• **PAGE EXTRACT**
I'm like a kid in a candy store when I hit the garden centre. I thought I had picked up all I needed on Wednesday but returned Friday for just one more thing that turned out to be three more things. It's their fault for bringing in more new stock.


----------



## Bobw235 (May 15, 2016)

Redd said:


> I'm like a kid in a candy store when I hit the garden centre. I thought I had picked up all I needed on Wednesday but returned Friday for just one more thing that turned out to be three more things. It's their fault for bringing in more new stock.



Ditto.  I was there the other day and couldn't find two plants that I wanted, so I bought others.  But....I'll be back for the some red annual sea grass and some Celosia plants.  Then have to find a place to put them.


----------



## Ruth n Jersey (May 15, 2016)

What I hate about these garden centers is that they put there plants out way to early. I know why they do it, people get spring fever and can't wait to buy. That means I have to buy early to get any kind of selection and try to nurse them along until it is safe to plant. Here in New Jersey it really is way to early to plant tomatoes.I bought the one in the photo because I knew that if I waited I wouldn't get that variety. Today I spent an hour covering my annuals because they say frost in some areas. Better to be safe than sorry.

• **INFORMATION PROVIDED**
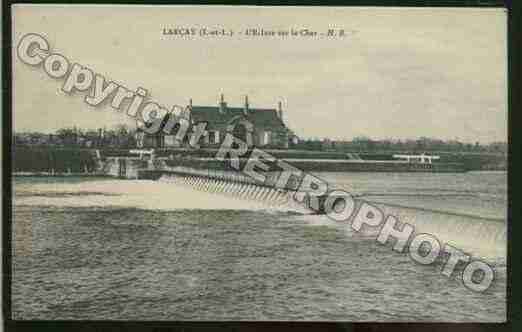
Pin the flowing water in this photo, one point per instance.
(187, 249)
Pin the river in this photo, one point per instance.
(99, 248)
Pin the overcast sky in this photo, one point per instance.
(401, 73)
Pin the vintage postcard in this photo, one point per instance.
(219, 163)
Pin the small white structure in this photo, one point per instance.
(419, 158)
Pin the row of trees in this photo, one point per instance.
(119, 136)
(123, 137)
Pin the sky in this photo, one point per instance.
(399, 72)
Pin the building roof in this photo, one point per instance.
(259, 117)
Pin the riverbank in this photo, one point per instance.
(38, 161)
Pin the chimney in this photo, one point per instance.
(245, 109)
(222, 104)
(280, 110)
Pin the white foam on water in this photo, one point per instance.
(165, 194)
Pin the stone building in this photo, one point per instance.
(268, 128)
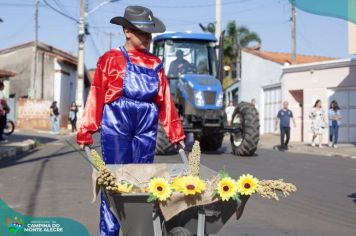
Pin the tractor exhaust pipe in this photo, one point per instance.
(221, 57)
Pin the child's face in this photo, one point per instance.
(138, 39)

---

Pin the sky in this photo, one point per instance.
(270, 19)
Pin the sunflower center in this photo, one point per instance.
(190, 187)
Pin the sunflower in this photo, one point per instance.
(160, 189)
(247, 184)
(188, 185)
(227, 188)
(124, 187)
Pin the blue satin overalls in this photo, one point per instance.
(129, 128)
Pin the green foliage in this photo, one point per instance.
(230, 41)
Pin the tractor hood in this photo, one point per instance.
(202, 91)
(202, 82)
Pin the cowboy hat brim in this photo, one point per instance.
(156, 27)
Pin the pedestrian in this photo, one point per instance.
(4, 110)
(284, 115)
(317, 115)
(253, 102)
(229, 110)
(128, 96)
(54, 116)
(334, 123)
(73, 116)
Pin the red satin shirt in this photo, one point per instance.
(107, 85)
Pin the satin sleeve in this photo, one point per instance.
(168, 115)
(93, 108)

• **PROBLEMS AND TASKS**
**a)** List every username that appears in the garden centre thread.
**b)** Continue the garden centre thread from its last sentence.

• **RESPONSES**
**a)** Redd, Bobw235, Ruth n Jersey

**b)**
----------



## tortiecat (May 16, 2016)

It is far too early to do any planting here; we have frost warnings for to-night!
I only have a small balcony on the sunny side of the building so it can get hot.
I will get some portulaca  which likes the sun, some geraniums, and several
herbs.  I am thinking of trying a tomato plant but don't know how ii will do
in the heat without any shade and it tends to be windy up here on the 5th floor.
Whatever_  get it wont be until the last week of the month, as I need my daughter
to go the nursery with me and to help me plant._


----------



## fureverywhere (May 16, 2016)

Pretty plants you've got there! I know what you mean about running wild in the garden department I had run out of empty pots and space more or less. But I just had to try the Hula Berry for something new. A huge pot and another bag of dirt later and I found a place for them. I keep a loose leaf journal of plants every year, then I can remember the hardy ones.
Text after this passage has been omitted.